(Referring expression pointing data)
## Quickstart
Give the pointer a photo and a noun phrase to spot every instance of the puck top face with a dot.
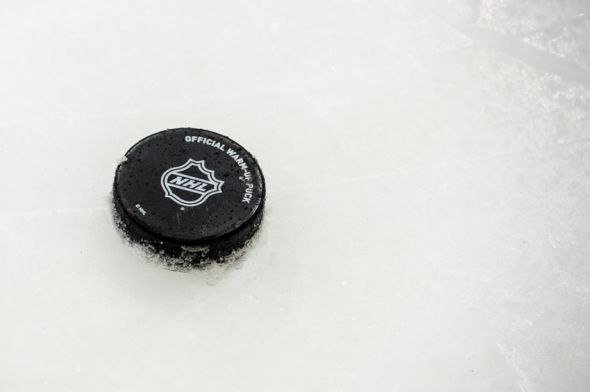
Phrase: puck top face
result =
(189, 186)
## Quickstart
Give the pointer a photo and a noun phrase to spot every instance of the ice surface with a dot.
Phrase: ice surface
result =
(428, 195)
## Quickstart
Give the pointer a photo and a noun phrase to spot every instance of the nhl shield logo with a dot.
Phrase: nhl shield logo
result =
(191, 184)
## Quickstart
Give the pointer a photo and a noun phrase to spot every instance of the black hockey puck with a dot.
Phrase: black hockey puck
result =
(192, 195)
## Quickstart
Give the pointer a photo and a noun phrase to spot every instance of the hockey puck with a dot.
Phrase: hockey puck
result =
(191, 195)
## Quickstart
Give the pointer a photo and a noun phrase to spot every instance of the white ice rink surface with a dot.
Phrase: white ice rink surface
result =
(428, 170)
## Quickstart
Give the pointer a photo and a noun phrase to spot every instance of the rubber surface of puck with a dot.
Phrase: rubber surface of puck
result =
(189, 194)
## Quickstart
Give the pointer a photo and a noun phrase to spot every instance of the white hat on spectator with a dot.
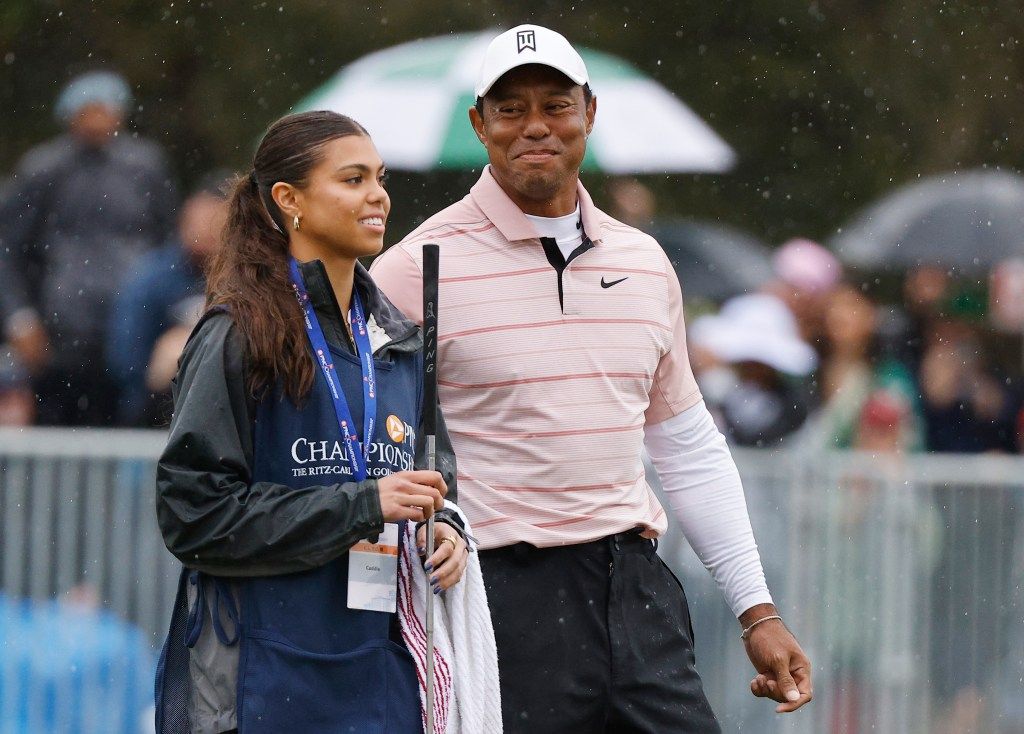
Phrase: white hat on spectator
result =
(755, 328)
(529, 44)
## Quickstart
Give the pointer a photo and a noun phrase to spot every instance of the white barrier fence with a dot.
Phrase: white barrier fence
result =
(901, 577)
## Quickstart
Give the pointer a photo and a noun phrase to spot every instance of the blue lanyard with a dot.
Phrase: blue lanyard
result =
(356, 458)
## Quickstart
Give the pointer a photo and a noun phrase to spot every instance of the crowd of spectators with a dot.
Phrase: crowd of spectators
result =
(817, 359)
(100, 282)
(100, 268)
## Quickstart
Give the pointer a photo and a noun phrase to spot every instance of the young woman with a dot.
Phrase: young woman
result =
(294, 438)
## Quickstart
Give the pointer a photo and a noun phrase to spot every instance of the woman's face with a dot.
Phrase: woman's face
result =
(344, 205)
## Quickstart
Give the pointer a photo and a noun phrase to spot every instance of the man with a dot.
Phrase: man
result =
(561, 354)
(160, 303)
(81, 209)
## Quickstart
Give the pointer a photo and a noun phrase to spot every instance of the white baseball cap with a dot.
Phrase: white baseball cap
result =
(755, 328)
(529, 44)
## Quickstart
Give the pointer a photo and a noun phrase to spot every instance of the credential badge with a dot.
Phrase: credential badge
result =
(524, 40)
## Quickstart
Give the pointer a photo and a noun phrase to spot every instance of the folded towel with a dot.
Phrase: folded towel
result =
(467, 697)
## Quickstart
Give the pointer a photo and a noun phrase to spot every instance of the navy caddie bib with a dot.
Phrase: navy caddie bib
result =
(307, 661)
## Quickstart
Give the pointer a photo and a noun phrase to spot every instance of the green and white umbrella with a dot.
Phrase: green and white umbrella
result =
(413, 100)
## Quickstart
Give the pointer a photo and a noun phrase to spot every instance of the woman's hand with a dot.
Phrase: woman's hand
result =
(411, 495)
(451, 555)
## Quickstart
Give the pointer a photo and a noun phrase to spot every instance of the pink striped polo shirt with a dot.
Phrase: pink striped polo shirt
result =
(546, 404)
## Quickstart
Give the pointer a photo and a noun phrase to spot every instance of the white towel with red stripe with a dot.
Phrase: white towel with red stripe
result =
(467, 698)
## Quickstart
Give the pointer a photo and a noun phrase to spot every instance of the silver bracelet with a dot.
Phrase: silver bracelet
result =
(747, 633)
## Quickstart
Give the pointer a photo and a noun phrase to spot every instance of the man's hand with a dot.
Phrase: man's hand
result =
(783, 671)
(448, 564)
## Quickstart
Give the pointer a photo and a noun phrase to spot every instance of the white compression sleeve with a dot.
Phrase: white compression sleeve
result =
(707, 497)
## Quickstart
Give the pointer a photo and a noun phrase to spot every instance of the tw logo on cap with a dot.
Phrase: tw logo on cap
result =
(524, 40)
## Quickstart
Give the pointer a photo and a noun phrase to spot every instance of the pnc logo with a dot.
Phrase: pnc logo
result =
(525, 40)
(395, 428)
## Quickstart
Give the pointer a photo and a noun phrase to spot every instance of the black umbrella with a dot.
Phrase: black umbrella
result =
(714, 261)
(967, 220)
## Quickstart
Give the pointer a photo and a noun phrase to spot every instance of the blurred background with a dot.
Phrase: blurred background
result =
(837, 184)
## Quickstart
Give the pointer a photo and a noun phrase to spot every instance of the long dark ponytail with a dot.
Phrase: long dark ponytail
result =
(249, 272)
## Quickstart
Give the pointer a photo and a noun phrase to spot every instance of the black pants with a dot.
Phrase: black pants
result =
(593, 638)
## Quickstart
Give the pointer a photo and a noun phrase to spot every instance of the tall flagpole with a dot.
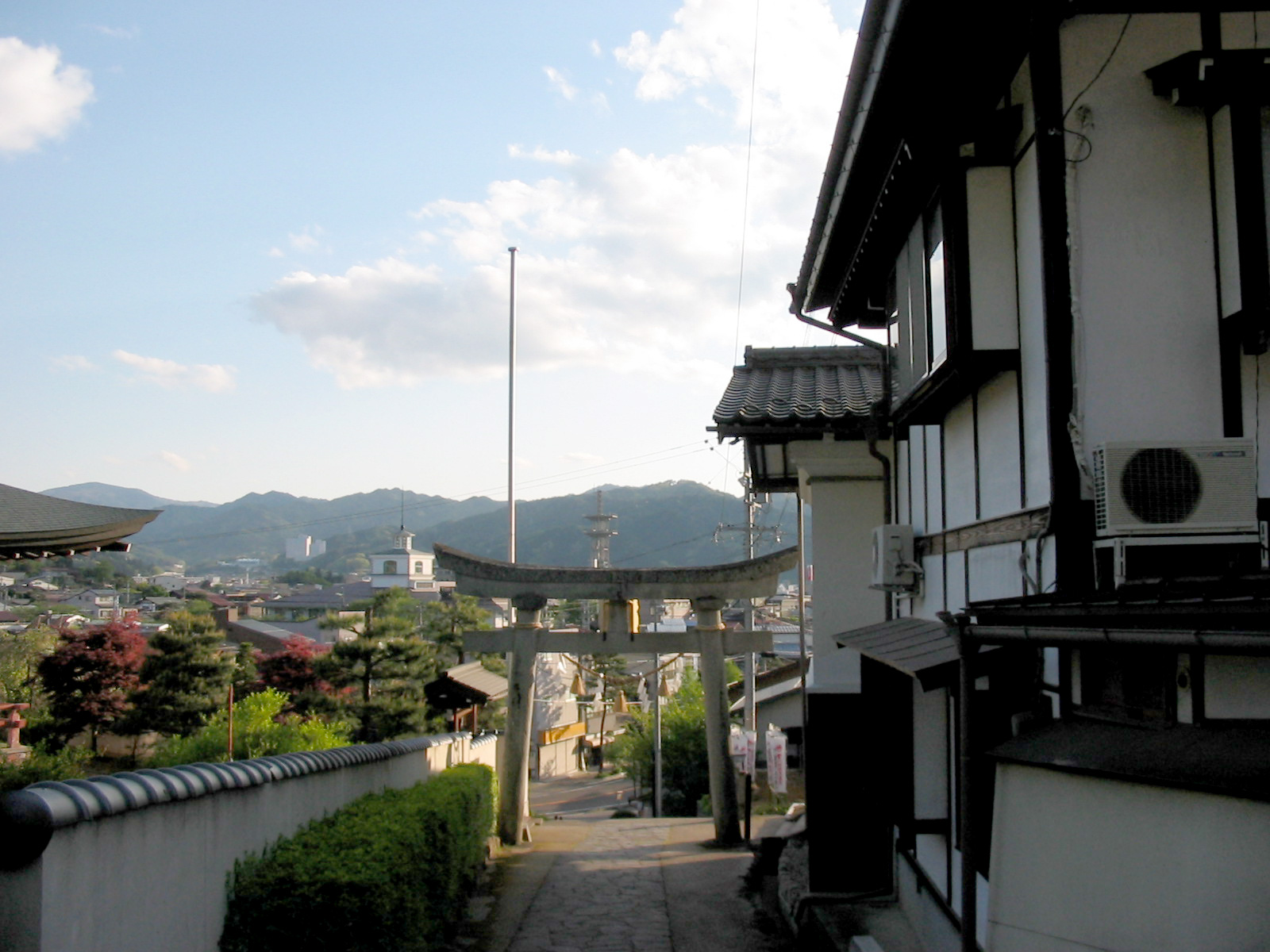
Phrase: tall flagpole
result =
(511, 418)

### TASK BRIEF
The answer must reproduce every line of the records above exactly, with all pictures left out.

### SOLUTION TO THE EXERCISE
## Quickstart
Give the pointer a photo and a noun phrase to spot every instance of the puck top face with a dot.
Phrase: puck top face
result =
(189, 186)
## Quickstart
Give the pointer a photo and a noun phrase to spot every instance of the ice surface with a dot.
Phrase: ice surface
result =
(428, 195)
## Quickstart
Give the pointer a photo and a noun phrase to spot every instance of the nhl shield logo with a dot.
Phrase: nhl shield logo
result =
(191, 184)
## Quickstart
Give the pointer a photo and a noun phrase to spot every instance of the black hockey puck with a dot.
Phrase: black hockey puck
result =
(192, 195)
## Quickstart
Give the pointer a photo and a noun phrase to spot every instance of the hockey puck with a dot.
Phrase: hockey puck
result =
(191, 195)
## Quickstart
Give the pointer a photo and a noun phrase to spot every instance of the white ice rink surface with a dot.
Phrase: white ice rink surface
result =
(428, 170)
## Quickstart
Give the pointer a photo and a noun phrase to spot every instance of the rubber surface of puck with a dot.
Phrase: rubber surface of puck
result =
(189, 194)
## Quickstart
Give the pointer a photo and a noun phrase to spot every instance of the white hat on spectator with a dot.
Phrase: white hat on spectator
result =
(755, 328)
(529, 44)
## Quickstart
Give the pointer a photo and a noun phrase to spot every instance of the white barrier fence with a dot.
Phrase: white barrier fence
result =
(901, 577)
## Quickstart
Give the pointer a photo and a noun phrase to spot every instance of the blue lanyard with a dot.
Phrase: blue lanyard
result =
(356, 458)
## Quickstart
Give the pointer a photo and a noun phrase to spot every instance of the crowd of spectators with a dot.
Phrase: crowd of spectators
result =
(817, 359)
(100, 282)
(100, 268)
## Quickstart
Give the pointer a photo and a noun phrase to spot every instance of the young woman with a dot.
Phrase: young woman
result =
(294, 438)
## Quickstart
Give the pointer a photo and a noun phrase to spot every instance of the woman's face with a dot.
Phrase: woman's face
result =
(344, 205)
## Quickstart
Give the pointer a photo and a noun phrase to spot every instance of the man with a dot.
Phrase: man
result =
(561, 354)
(160, 303)
(81, 209)
## Quickstart
Give the pointer a photo and a noun phrase to spot every instance of the white baseball cap with a dot.
Phrase: white baseball cap
result =
(755, 328)
(529, 44)
## Quickstart
Give the pointer a photo and a noun phrase to spot every instance of the credential badge with a dot.
Phrase: credential badge
result =
(524, 40)
## Quickstart
Give the pointer a photo and a noun phrase to spot every instance of the folded towel with a dot.
Phrase: folded towel
result =
(467, 697)
## Quickstart
Give the pointer a photo and a noun phrase to spot every instance of the navy caddie bib with a dot.
Phrase: navy caddie bib
result =
(307, 661)
## Quickstart
Give the pointer a photo and a noun phrase to spot every instance of the green and white umbrella with a dot.
Phrase: green and white umbrella
result =
(413, 100)
## Quickstart
Give the pointer a photo and a noun phrase to spot every instance of the woman's hand with a dot.
Phrase: woman's hand
result =
(411, 495)
(451, 555)
## Quickstart
Give the pointer a photo and a noun phrase to spot every instance of the pink striped polo shirt with a dot.
Phrase: pink striped polo shirt
result =
(546, 404)
## Quickstart
Give the pointer a photo and a noun phrase to spot every instance of the white towel with red stripe with a dot.
Phrase: white towel with red stripe
result =
(467, 698)
## Quickstart
Give the pointer a photo and a noun phrase to spot every instance of the silver bracelet with a dot.
Phrase: silver bracelet
result =
(747, 633)
## Quickstart
Give the pointer a photo and a noun phrase to spot every instance of the man's hand with a dot.
Phrase: man's hand
result =
(783, 671)
(448, 564)
## Quickstart
Give the pointer a photo and a noun phrase to spot every instance of the white compression sleeve with a dot.
Phrase: white compression sleeve
result =
(707, 497)
## Quickstart
Give the pointer a photo and a noun phrase to spot every instance of the tw logo on cap with a dot.
Phrase: tw logo on cap
result =
(524, 40)
## Quickstart
Give the pointer a photo and a noun phrase to spot every instance of the pnc logo with a dot.
Phrase: pnc logo
result =
(525, 40)
(395, 428)
## Quickstart
Give the pointer a photo and a noun phrase to spot every instance of the black umbrella with a dot.
Phrase: black umbrella
result =
(714, 261)
(967, 220)
## Quickstart
Give the pointer a photo and a noun phrase to spot every instance of the blurred background with a dot.
Phrase: blurred background
result =
(837, 184)
## Quickstart
Give the pointer a photo and a noun phrase to spot every instance of the long dark ponytail with a dot.
Phrase: long dark ponytail
result =
(249, 272)
## Quickstart
Give the pointer a photo and a noun phrase to spot every instance of the black pants with a dot.
Phrase: black pants
result =
(593, 638)
## Quickstart
Give the pointer a photo and a noun phrase to spot every instance of the tall flagpole with a dot.
Phrase: tall flagpole
result =
(511, 418)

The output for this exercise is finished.